→ **EXERCISE**: Return each line from the entries below that contains the word "distant", copied in full. Case counts.

→ **DATA EXCERPTS**:

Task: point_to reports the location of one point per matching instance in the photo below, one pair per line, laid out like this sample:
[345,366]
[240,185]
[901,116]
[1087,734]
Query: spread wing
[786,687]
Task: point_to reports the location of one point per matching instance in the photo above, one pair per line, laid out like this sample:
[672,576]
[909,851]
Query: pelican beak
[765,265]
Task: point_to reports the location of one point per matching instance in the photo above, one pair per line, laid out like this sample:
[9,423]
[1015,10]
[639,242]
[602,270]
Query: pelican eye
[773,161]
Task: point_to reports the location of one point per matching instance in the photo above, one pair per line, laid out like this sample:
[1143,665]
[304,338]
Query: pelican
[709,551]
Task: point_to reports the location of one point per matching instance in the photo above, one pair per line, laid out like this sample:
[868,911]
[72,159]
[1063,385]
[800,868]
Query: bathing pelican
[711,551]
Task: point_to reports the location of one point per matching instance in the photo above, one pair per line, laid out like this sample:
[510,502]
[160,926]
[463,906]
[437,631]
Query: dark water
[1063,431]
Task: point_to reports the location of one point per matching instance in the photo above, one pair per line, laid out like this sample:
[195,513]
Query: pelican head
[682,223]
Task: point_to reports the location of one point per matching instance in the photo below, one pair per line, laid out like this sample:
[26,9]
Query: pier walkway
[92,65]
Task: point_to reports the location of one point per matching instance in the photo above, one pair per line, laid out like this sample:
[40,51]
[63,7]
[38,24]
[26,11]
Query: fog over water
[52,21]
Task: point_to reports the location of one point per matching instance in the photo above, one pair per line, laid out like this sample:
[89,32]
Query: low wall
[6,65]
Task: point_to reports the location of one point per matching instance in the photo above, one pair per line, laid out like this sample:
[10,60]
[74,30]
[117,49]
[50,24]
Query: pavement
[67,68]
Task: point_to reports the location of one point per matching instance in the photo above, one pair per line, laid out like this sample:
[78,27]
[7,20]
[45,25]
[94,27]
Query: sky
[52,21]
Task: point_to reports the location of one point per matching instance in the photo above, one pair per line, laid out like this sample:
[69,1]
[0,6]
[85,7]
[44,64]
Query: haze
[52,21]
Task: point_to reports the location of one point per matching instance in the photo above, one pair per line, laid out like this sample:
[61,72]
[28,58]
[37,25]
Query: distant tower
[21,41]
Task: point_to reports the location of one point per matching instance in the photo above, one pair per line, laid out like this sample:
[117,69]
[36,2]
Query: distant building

→ **RESPONSE**:
Query: distant tower
Query: distant building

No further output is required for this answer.